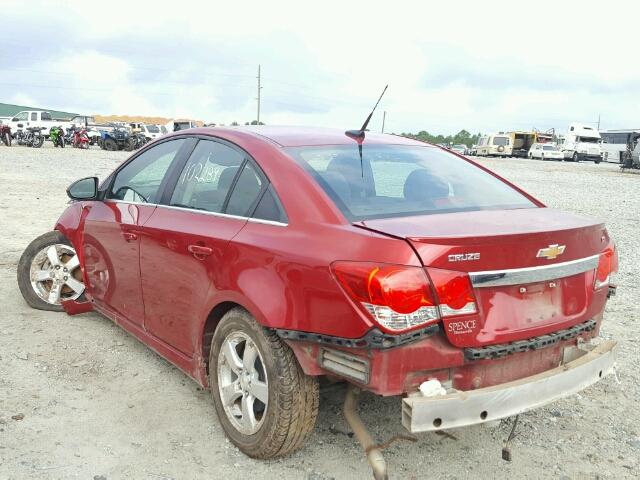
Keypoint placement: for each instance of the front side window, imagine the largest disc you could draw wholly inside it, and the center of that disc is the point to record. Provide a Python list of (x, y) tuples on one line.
[(207, 177), (139, 181), (397, 181)]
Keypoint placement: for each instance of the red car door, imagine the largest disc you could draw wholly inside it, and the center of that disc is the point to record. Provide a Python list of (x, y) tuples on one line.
[(184, 249), (111, 243)]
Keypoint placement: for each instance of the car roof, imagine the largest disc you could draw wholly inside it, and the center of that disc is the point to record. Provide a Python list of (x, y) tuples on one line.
[(303, 136)]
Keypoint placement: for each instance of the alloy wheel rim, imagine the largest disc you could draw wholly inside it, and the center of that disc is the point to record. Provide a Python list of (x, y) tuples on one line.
[(56, 275), (243, 383)]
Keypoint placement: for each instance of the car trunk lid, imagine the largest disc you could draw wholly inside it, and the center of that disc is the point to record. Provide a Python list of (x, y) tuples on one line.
[(532, 269)]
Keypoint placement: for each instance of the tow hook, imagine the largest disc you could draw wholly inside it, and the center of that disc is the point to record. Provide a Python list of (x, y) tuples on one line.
[(371, 449)]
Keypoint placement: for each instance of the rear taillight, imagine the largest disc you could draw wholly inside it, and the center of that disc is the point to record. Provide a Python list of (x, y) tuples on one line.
[(454, 290), (400, 297), (607, 267)]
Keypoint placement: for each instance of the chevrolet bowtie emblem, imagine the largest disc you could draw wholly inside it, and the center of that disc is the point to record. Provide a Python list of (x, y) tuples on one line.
[(551, 252)]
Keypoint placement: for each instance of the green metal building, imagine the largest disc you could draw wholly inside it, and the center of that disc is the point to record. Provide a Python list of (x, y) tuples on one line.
[(8, 110)]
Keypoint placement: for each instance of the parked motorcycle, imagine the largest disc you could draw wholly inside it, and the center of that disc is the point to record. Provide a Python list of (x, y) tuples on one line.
[(32, 137), (56, 135), (80, 138), (137, 140), (5, 134)]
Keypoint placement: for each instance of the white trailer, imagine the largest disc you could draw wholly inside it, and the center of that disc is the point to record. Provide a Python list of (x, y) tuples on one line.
[(582, 142), (614, 143)]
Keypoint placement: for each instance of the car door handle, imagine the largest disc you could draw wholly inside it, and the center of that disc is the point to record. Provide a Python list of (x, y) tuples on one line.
[(200, 251), (129, 236)]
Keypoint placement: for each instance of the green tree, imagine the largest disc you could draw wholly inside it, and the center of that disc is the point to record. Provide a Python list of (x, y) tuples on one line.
[(462, 137)]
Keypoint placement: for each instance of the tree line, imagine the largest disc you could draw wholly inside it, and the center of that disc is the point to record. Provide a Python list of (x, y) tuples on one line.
[(462, 137)]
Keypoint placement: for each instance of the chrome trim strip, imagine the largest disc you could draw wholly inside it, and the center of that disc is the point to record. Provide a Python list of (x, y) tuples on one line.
[(203, 212), (268, 222), (519, 276), (223, 215)]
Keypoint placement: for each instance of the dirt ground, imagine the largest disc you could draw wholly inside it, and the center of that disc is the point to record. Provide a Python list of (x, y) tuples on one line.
[(80, 398)]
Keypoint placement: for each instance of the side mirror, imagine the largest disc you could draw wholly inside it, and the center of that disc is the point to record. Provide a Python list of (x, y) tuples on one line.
[(83, 189)]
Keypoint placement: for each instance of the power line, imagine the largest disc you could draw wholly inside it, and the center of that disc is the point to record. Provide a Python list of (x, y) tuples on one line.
[(259, 88)]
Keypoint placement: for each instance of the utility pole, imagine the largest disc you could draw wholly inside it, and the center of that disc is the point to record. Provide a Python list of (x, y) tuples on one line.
[(259, 88)]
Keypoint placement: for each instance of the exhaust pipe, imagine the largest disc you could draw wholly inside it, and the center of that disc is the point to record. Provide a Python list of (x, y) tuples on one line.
[(374, 454)]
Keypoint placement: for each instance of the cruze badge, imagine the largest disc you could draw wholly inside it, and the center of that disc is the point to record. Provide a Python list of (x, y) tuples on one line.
[(464, 257), (551, 252)]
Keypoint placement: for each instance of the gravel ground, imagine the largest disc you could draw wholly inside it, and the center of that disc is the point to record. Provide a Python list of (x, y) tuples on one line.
[(80, 398)]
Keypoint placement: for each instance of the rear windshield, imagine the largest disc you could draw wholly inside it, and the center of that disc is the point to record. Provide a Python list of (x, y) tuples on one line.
[(397, 181), (588, 139)]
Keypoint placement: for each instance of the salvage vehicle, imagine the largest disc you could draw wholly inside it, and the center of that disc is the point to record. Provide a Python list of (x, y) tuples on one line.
[(498, 145), (118, 138), (259, 259), (56, 135), (545, 151), (521, 142), (461, 149)]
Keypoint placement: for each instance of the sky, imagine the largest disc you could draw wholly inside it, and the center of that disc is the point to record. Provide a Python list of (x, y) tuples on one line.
[(483, 66)]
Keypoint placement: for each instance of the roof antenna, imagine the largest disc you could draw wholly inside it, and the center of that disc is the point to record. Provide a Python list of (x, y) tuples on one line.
[(358, 135)]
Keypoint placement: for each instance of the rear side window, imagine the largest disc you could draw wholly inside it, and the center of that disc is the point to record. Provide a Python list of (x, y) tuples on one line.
[(207, 177), (139, 181), (396, 181)]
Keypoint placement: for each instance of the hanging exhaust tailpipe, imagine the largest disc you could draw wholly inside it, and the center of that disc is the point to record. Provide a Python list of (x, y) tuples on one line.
[(374, 455)]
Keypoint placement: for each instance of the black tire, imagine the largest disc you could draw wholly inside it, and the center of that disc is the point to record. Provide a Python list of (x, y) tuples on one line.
[(24, 270), (292, 396), (110, 144)]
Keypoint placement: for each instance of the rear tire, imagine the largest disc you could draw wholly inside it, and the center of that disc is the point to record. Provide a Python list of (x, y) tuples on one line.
[(289, 415)]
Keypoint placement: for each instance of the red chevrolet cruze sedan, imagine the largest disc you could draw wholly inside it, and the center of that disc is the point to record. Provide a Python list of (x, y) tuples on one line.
[(258, 260)]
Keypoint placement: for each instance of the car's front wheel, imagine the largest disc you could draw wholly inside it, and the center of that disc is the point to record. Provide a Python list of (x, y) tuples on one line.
[(49, 272), (266, 404)]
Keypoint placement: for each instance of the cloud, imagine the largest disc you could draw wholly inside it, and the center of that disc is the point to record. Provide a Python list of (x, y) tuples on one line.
[(482, 68)]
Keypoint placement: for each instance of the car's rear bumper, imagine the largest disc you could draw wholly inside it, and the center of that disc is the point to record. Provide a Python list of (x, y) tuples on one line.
[(462, 408)]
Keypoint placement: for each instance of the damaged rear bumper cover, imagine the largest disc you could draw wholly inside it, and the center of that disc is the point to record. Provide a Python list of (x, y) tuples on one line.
[(459, 409)]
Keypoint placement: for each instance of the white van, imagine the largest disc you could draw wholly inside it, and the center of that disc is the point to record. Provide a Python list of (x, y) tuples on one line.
[(582, 142), (497, 145)]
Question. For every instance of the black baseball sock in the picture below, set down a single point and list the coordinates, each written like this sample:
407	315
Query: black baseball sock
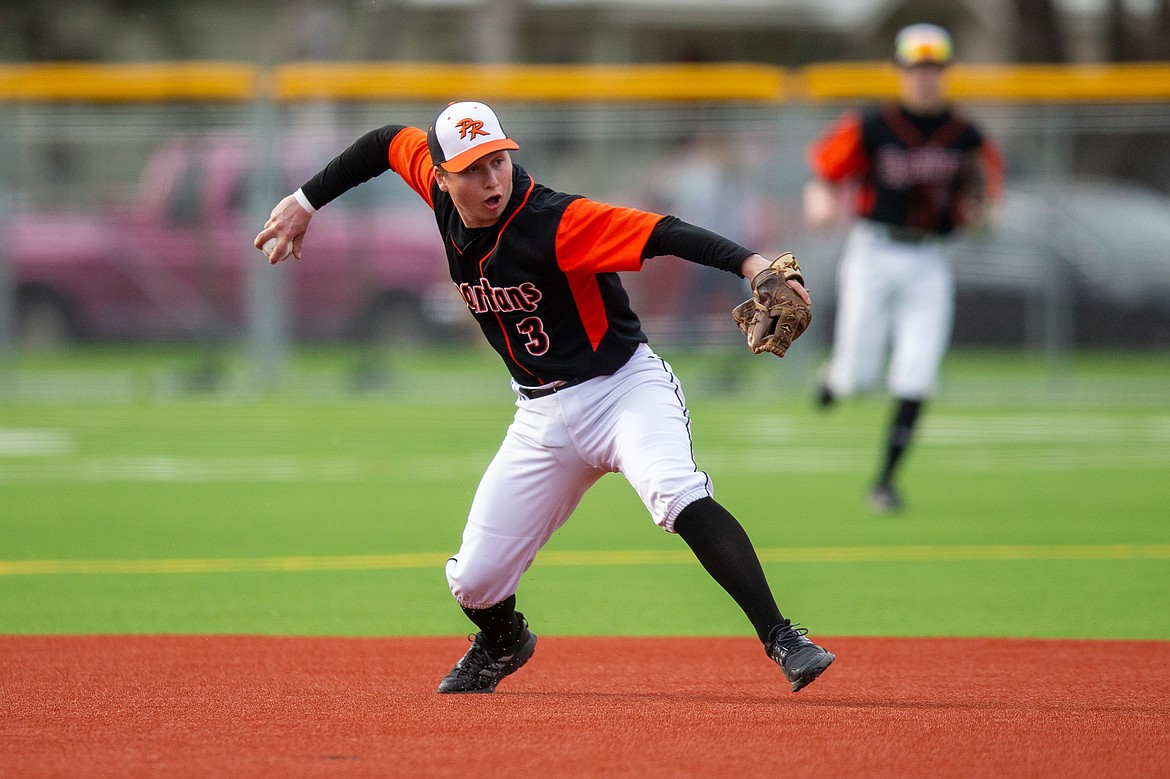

Work required -> The pictures in the entries above should be left out; all else must be copied exactly.

Exercise answer ->
Keypoint placement: for each instance of the front side window, imagine the largest disc you could draw wholly inside it, and the center of that disc is the point to record. Provide a Python list of (x, y) tuples on one line.
[(207, 177), (139, 181), (397, 181)]
Keypoint placement: for each instance of the red car door, imagine the largest disc you could draw wholly inside it, and the center of that disc is the point to record. Provide a Python list of (x, y) tuples on one line.
[(184, 249), (111, 243)]
Keypoint placement: for each instance of the car roof, imagine the largest disc you could draw wholly inside it, and the center of that disc is the point to record. Provide a Python list of (x, y) tuples on one line.
[(303, 136)]
Keypoint placement: for each instance of the alloy wheel rim, imagine the largest disc you could draw wholly inside it, and the center of that disc is the point to record. Provide a Python list of (x, y) tuples on one line.
[(56, 275), (243, 383)]
Keypoint placement: for each instance of the car trunk lid, imagine the largest disc you could draw wholly inside it, and the center of that disc is the point to record. Provide a Python list of (x, y) tuples on one line.
[(532, 269)]
Keypoint placement: for each instance of the tow hook, imagine the largest disc you could draw wholly inside it, and the center of that disc is the point to record. Provide a Python list of (x, y) tuples on one line.
[(371, 449)]
Keypoint placement: for each instance of the rear taillight, imagine the largest disc you could draw wholly inside it, and the center of that disc is the point to record. Provide a Python list of (x, y) tuples on one line.
[(454, 290), (400, 297), (607, 267)]
Keypoint placement: for each instance of the chevrolet bowtie emblem, imagine the largest disc you could draw wholly inside it, and the center of that disc is the point to record. Provide a Python list of (x, y) tuples on one line.
[(551, 252)]
Keypoint placement: for each instance of the green metal building, imagine the largest disc you could draw wholly inside it, and the center of that disc is the point to record. Provide a Python list of (x, y) tuples on one line.
[(8, 110)]
Keypoint placement: for each instance of the parked motorcycle, imagine the largest disc you could draw wholly inside it, and the center of that disc is the point to record. Provide a Python list of (x, y) tuples on one line.
[(32, 137), (56, 135), (80, 138), (137, 140), (5, 134)]
Keypoint placement: for each instance of the white trailer, imagine the largest disc you could draw wholly inside it, and the center of that disc is the point to record. Provide a Python list of (x, y) tuples on one line.
[(582, 142), (614, 143)]
Keypoint placement: for each instance of the car door handle, imagine the largest disc you could draw wholly inside it, and the center of that disc is the point to record. Provide a Python list of (x, y) tuples on one line.
[(200, 251), (129, 236)]
Keypoint placement: for each instance of the green tree, imagine the largest disc you could draw wholly inside it, and the center of that disc is the point to record. Provide a Python list of (x, y) tuples on one line.
[(462, 137)]
Keypoint placement: for each instance of the tree line, imagine the largest disc you could draw wholly inside it, and the center of that disc is the point to record. Provide a Python list of (x, y) tuples on one line.
[(462, 137)]
Keypoint placement: for each instance of the chrome trim strip, imagine the largest disc you could draw wholly inside it, and the center of that disc is the point to record. Provide a Python list of (x, y) tuples on one line.
[(203, 212), (268, 222), (519, 276), (223, 215)]
Keypoint placement: for each instance of the dirt ground, imagine the largest disc you could draw wholly inside it, and the center of that disc is the point to record. Provide a Python list of (x, y) tuples on one line.
[(80, 398)]
Keypoint placement: for each instance of the side mirror, imagine the largest disc you could draw wholly inside it, and the center of that disc is the point to record. Provide a Python list of (x, y) tuples on one line.
[(83, 189)]
Keypoint placement: for each instance of the power line, imagine the largest disc you could draw wholly inside it, and the center of that disc is the point to record. Provide a Python list of (x, y) tuples on one line.
[(259, 88)]
Keypoint placement: for each instance of the utility pole, imagine the largest disc you could draw wholly inside it, and the center of that disc is the point to record. Provide a Python list of (x, y) tuples on one line.
[(259, 88)]
Keypoint placement: for each instance of the exhaust pipe, imagine the largest disc you could draw wholly inside it, and the center of that disc is the point to record. Provide a Python list of (x, y) tuples on one line.
[(374, 454)]
Keypoint placement: for each instance of the cruze badge, imagine the largest disc you could draw wholly inside it, and the center of that disc is the point to record. Provide a Python list of (x, y) tuples on one line.
[(464, 257), (551, 252)]
Keypoint placement: for each instance of the gravel ground, imagine the largest disc you could draw wholly inside it, and the center of that disc is the point to record. Provide a Python list of (x, y) tuples on one line.
[(80, 398)]
Keypoint placement: for each instance of the rear windshield, imagine the largest disc you could draw wholly inside it, and the center of that disc is the point to record. Provide a Python list of (x, y) tuples on one line.
[(397, 181), (588, 139)]
Keypoint placement: for each instance of the salvage vehicle, imagine the largest disc you could draw wholly inside it, and the center of that disc is the point to record. Provide a Python list of (x, y) tuples on one line.
[(498, 145), (118, 138), (259, 259), (56, 135), (545, 151), (521, 142), (461, 149)]
Keypoint placement: for each instance of the sky, imagine the largest disc you could draw wholly inside it, and the center of that disc is the point to record. Provide a Python list of (x, y) tuples on one line.
[(483, 66)]
Keypoint placement: for each instance of the roof antenna, imagine the largest disc you could draw wholly inside it, and the center of that disc is the point to record. Provide a Python list of (x, y) tuples on one line.
[(358, 135)]
Keypoint placement: for each instance of the rear side window, imagine the largest disc you could draw wholly inside it, and the center of that disc is the point to record. Provide a Python list of (x, y) tuples on one line.
[(207, 177), (139, 181), (396, 181)]
Keypoint placement: for each instance of the hanging exhaust tailpipe, imagine the largest disc you could draw wholly inside it, and the center of that disc is the point to record. Provide a Python list of (x, y) tuples on one line.
[(374, 455)]
Keypoint placement: for each instance of the black tire, imagine the largest disc you could draw wholly inside it, and the center of that disc is the point to record. Provide a Python list of (x, y) tuples on one line.
[(24, 270), (292, 396), (110, 144)]
Keypoint placement: for each instance of the rear tire, imagine the largest disc you could draw wholly inside it, and the center of that disc is the point to record. Provide a Python list of (x, y) tuples on one line.
[(289, 415)]
Keypoint placement: for each instance of the red chevrolet cruze sedan, imagine the largest disc you could draw wholly inside it, and the center of that disc is the point to record. Provide a Python list of (x, y) tuples on one line.
[(258, 260)]
Keypoint placement: for each instance of the car's front wheel, imagine the largest disc you could draw wholly inside it, and the center of that disc is the point to record. Provide a Python list of (x, y) tuples on one line.
[(49, 272), (266, 404)]
Keypoint placement: for each instance of the cloud, imagine the largest disc you could draw wholly inside it, and the center of that disc is the point to record. Provide a Python list of (x, y) tuples on one line.
[(482, 68)]
Keypoint placement: for each instance of the car's rear bumper, imagine the largest disc you could draw wholly inside it, and the center of that disc is the point to record. Provide a Python list of (x, y) tuples on one line.
[(462, 408)]
Keypoint placement: for each instance of the damaged rear bumper cover, imagine the largest disc you could draw wholly inside it, and the center of that disc is the point to record. Provide a Python list of (x, y) tuples on one line.
[(459, 409)]
Keypoint placement: for each instance of the white van, imagine the largest disc you could draw wholly inside it, and the center of that disc is the point to record. Provide a Python list of (x, y) tuples on one line.
[(582, 142), (497, 145)]
Question. For every instance of the black baseball sock in the picture below, set down a single point and list the coordinates, each written like this sample:
407	315
Query: black baseball sock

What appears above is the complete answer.